# INSTRUCTIONS FOR THE TASK:
Can you transcribe every record below exactly as it appears?
-------- RECORD EXTRACTS --------
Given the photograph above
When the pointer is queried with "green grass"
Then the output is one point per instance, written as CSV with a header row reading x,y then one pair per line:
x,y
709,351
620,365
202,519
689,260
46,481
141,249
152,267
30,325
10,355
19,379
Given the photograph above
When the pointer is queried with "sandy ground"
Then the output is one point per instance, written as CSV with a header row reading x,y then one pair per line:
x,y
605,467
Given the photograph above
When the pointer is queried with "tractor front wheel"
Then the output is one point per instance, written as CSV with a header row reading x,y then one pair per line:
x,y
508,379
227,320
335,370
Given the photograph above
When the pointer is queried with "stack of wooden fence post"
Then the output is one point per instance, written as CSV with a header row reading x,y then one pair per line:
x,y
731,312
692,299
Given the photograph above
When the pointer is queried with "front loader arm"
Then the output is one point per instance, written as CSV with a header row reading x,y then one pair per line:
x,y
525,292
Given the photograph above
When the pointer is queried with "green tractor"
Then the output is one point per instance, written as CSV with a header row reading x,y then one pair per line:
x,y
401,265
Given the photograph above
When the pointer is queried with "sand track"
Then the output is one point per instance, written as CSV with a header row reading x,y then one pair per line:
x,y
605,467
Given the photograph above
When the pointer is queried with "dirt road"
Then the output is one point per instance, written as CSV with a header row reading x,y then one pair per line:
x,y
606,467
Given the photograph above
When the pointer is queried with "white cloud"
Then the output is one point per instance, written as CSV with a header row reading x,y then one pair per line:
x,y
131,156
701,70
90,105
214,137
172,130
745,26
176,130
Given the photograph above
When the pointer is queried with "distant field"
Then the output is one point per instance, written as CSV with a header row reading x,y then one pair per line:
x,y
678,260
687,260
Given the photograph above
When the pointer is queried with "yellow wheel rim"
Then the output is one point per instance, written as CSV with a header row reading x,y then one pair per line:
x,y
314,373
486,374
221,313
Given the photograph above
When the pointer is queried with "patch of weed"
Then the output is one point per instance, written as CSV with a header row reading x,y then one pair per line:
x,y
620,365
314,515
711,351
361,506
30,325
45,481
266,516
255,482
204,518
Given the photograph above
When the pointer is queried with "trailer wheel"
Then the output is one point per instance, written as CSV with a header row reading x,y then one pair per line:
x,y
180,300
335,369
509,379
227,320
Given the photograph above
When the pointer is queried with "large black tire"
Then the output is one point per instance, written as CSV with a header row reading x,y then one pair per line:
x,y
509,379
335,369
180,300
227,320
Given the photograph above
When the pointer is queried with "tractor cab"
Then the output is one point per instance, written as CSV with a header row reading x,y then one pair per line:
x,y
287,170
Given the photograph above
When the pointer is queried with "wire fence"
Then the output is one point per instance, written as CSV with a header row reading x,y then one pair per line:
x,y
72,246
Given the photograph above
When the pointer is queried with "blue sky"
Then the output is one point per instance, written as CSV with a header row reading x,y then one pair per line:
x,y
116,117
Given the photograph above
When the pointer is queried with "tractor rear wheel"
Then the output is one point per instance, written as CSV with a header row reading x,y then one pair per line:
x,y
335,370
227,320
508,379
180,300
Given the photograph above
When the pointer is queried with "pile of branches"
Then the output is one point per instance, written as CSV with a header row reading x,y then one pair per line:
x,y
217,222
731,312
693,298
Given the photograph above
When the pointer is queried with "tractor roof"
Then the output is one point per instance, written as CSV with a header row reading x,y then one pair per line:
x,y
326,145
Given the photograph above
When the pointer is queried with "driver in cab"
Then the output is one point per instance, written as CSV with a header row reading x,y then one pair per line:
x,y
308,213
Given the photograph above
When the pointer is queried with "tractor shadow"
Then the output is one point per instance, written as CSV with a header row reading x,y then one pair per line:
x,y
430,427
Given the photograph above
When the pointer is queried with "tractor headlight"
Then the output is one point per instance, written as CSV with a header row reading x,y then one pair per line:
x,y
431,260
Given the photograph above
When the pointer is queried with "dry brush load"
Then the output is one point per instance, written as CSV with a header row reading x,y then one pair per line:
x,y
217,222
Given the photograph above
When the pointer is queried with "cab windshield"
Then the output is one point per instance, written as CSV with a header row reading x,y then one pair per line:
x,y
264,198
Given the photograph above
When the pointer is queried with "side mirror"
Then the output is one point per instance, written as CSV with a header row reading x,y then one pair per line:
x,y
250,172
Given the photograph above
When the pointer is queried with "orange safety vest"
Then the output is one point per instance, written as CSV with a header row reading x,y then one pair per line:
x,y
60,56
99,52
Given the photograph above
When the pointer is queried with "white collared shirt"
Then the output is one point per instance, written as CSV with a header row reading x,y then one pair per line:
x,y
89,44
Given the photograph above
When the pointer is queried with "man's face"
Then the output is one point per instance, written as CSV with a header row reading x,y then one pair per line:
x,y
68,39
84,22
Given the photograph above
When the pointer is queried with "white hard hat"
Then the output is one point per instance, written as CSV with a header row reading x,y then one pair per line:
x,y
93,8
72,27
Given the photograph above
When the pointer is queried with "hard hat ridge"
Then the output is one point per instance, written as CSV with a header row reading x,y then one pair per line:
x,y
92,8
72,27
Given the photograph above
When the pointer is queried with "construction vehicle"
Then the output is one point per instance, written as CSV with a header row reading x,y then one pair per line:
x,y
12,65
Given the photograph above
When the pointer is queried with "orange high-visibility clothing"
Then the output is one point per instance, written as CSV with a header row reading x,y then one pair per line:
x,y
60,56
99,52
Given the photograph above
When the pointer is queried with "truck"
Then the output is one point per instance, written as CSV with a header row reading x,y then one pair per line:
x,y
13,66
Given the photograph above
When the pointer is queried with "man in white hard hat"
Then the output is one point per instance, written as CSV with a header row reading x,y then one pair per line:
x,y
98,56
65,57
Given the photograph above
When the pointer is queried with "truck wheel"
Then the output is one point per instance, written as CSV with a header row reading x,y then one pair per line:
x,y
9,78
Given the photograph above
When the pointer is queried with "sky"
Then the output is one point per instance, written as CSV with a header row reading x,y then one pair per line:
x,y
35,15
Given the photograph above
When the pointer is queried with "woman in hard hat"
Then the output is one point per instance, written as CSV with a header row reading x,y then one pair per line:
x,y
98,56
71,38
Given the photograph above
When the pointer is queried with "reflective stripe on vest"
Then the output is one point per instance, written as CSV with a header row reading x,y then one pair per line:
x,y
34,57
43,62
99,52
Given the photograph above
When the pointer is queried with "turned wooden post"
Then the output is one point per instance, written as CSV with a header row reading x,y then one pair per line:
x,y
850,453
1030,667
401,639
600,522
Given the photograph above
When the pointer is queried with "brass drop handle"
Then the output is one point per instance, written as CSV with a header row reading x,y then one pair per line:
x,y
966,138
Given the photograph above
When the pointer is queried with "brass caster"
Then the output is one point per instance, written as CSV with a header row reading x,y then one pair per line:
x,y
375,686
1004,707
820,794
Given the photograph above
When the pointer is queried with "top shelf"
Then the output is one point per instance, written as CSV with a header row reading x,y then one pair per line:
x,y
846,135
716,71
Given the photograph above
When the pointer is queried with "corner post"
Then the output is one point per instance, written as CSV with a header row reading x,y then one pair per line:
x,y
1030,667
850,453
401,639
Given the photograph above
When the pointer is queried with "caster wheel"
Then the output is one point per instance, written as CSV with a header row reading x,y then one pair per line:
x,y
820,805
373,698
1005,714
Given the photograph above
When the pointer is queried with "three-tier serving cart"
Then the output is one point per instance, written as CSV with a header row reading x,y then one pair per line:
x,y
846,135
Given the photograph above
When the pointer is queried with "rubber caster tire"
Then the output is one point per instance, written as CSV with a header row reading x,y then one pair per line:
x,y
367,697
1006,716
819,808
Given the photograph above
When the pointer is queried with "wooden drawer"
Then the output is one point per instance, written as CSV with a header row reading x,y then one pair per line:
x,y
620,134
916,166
--------
# TASK RESPONSE:
Given the photograph above
When the pointer is queried with "green grass"
Then the output is one point per instance, written as CSV with a header row reading x,y then one pair per line:
x,y
709,351
620,365
202,519
689,260
46,481
141,249
152,267
30,325
10,355
19,379
Given the photograph above
When the pointer is queried with "sandy ground"
Then the output is one point per instance, written as CSV with a header row reading x,y then one pair per line:
x,y
605,467
Given the photograph above
When the pointer is queried with "tractor front wheel"
Then the output is one point per instance, written as CSV with a header row reading x,y then one pair per line:
x,y
508,379
227,320
335,370
Given the photograph above
When the pointer is queried with "stack of wooden fence post"
Then the output is one point per instance, written as CSV with a header row reading x,y then one pair per line:
x,y
731,312
692,299
Given the photograph above
When the pointer is queried with "front loader arm"
Then the output is one point per instance, written as CSV with a header row reading x,y then one pair per line:
x,y
525,292
Given the photograph above
When the pointer is queried with "green tractor"
Then the output is one point per instance, written as CSV with a header row reading x,y then one pair per line:
x,y
401,265
Given the photograph above
When the pointer is queried with "sand track"
Then the output is one point per instance, written as CSV with a header row reading x,y then one pair per line:
x,y
605,467
Given the photograph above
When the pointer is queried with "dirt road"
Then the output is one point per instance, written as CSV with a header row reading x,y then one pair per line:
x,y
606,467
Given the photograph above
When the pointer is queried with "white cloud"
Then the output is one point per instance, written as CSV with a header row reading x,y then one pair per line:
x,y
131,156
701,70
90,105
214,137
172,130
745,26
176,130
Given the photograph above
When the pointer is queried with "distant field"
Then the output is one point per instance, written as CSV with a header row reading x,y then one pair per line:
x,y
678,260
687,260
Given the photograph above
When the pointer is queried with "yellow wheel rim"
Then the output is one point per instance, written as CSV with a header row reading x,y then one pair per line:
x,y
314,373
486,374
221,313
Given the photograph above
When the pointer is queried with "patch of weed"
Then the output is one point per instance, written as CSV with a header row reading x,y then one pair per line:
x,y
620,365
314,515
711,351
361,506
30,325
45,481
266,516
255,482
204,518
Given the photograph above
When the pointer is queried with "trailer wheel"
Then the output is one point per instance, written as CSV with a header row reading x,y then one pair per line:
x,y
180,300
335,369
509,379
227,320
Given the photograph above
When the pointer is queried with "large black tire"
Then the output is one point per instance, written as CSV with a header row reading x,y then one pair per line:
x,y
509,379
335,369
180,300
227,320
Given the photograph above
When the pointer is queried with "tractor cab"
Then the output is one point per instance, written as CSV with a header row reading x,y then one pair per line:
x,y
287,170
Given the photograph above
When the pointer is queried with "wire fence"
Then the output is one point per instance, written as CSV with a header row reading x,y then one pair per line:
x,y
72,246
Given the photograph above
When the pointer is queried with "blue sky"
Then the output is one point per instance, written as CSV with a header row reading x,y then one pair per line:
x,y
116,117
Given the photograph above
When the pointer is queried with "tractor rear wheel"
Then the output is one point per instance, written as CSV with a header row reading x,y then one pair per line:
x,y
335,370
227,320
508,379
180,300
Given the photograph above
When the pointer is queried with "pile of branches"
Then the output is one point per instance, written as CSV with a header row reading x,y then one pair per line:
x,y
217,222
731,312
693,298
Given the photograph above
When the pointer is queried with "tractor roof"
Then the output is one point per instance, written as CSV with a header row reading x,y then one pair per line:
x,y
326,145
Given the photograph above
When the pointer is queried with "driver in cab"
Then the output is one point per instance, written as CSV with a header row reading x,y then one pair per line:
x,y
308,213
Given the photograph above
When the pointer is queried with "tractor shadow"
Then the output is one point per instance, written as CSV with a header row reading x,y then one pair per line:
x,y
430,427
Given the photograph above
When the pointer is queried with "tractor headlight"
Then the output is one point per instance, written as CSV with a header row reading x,y then one pair per line:
x,y
431,260
Given the photograph above
When the pointer is queried with "dry brush load"
Then the output is one point per instance, written as CSV with a header row reading x,y then one pair per line:
x,y
217,222
Given the photograph above
When the pointer is queried with "cab windshield"
Then the output is one point per instance, written as CSV with a header row reading x,y then one pair per line:
x,y
264,198
Given the photograph above
When the pointer is queried with "side mirror"
Then the output is one point per instance, written as CSV with a header row reading x,y then one pair per line:
x,y
250,172
Given the photograph above
When the pointer is queried with "orange safety vest"
Then the output is one point per instance, written as CSV with a header row reading x,y then one pair per line:
x,y
60,56
99,52
Given the photograph above
When the pointer is queried with "white collared shirt"
Then the output is one point per instance, written as CSV with a header row reading x,y then one pair per line:
x,y
89,44
Given the photograph above
When the pointer is queried with "man's face"
Then the output is one point per instance, written as CSV with a header row reading x,y then one pair per line:
x,y
68,39
84,22
Given the photograph above
When the pointer is queried with "white hard hat"
Then the output is one point per instance, written as CSV with a header row reading x,y then one pair per line:
x,y
93,8
72,27
Given the photograph above
When the pointer is queried with "hard hat ridge"
Then the output is one point per instance, written as CSV with a header row reading x,y then one pair per line:
x,y
92,8
72,27
Given the photograph above
When the pointer is queried with "construction vehicle"
Then the output is one point per instance, written as CSV with a header row reading x,y then one pair per line:
x,y
12,65
Given the photograph above
When the pointer is queried with "orange high-visibility clothing"
Then the output is one point per instance, written as CSV with a header row reading x,y then one pair per line:
x,y
60,56
99,52
Given the photograph above
When the pointer is queried with "truck"
Then the output is one point per instance, written as CSV with a header row reading x,y then one pair per line:
x,y
13,66
Given the photograph above
When the pointer is queried with "man in white hard hat"
Then the output is one point per instance, written as CSV with a header row reading x,y then one pair per line:
x,y
98,56
65,57
Given the photograph above
When the pointer is queried with "truck wheel"
Then the output is one point per instance, written as CSV with a header row reading x,y then one pair per line:
x,y
9,78
Given the photograph above
When the pointer is queried with "sky"
Then the output is one point per instance, written as CSV with a header row reading x,y then one pair per line:
x,y
35,15
Given the photograph above
When the pointer is queried with "woman in hard hat"
Then the output is one point per instance, written as CSV with a header row reading x,y then one pair per line:
x,y
98,56
71,38
Given the photograph above
When the pointer is queried with "reflective stripe on vest"
Then the output is one point per instance, written as CSV with a header row reading x,y then one pair per line:
x,y
34,57
43,62
99,52
Given the photograph above
When the pointer is queried with "turned wooden post"
Then the output is one point per instance, written as CSV with a header row reading x,y then one pair per line:
x,y
850,453
1030,667
401,639
600,522
Given the photograph above
When the pointer is queried with "brass drop handle"
Then the output is one point per instance, written as CSV with a header row reading x,y then one pair per line:
x,y
966,138
Given the photograph above
When the pointer is queried with "brass caster"
Then the output is one point per instance, written as CSV with a header row reading x,y then one pair per line:
x,y
375,686
1004,707
820,794
Given the photograph above
When the pointer is queried with "top shelf"
Then the output is one point per instance, written as CSV with a header row reading x,y then one pair per line:
x,y
846,135
716,71
Given the photograph above
When the pointer is queried with "corner post"
Then the output is one point per instance, written as CSV with a header row reading x,y then one pair per line:
x,y
1030,667
850,453
401,639
Given the photograph above
When the pointer is queried with "caster wheel"
Then the output is one point per instance, written as CSV with a header row reading x,y then one pair per line:
x,y
820,805
373,698
1005,714
Given the photograph above
When the pointer is queried with "three-tier serving cart"
Then the output is one point per instance, written as CSV with a header row reading x,y then one pair per line:
x,y
846,135
Given the photograph above
When the pointer is queried with "rubber caster tire"
Then the output is one point per instance, written as CSV with a header row reading x,y then one pair per line:
x,y
367,697
1006,716
819,808
Given the photograph above
When the pointer is queried with "wooden drawer"
Then the output is one point per instance, written as CSV with a header row reading x,y then one pair per line:
x,y
620,134
916,166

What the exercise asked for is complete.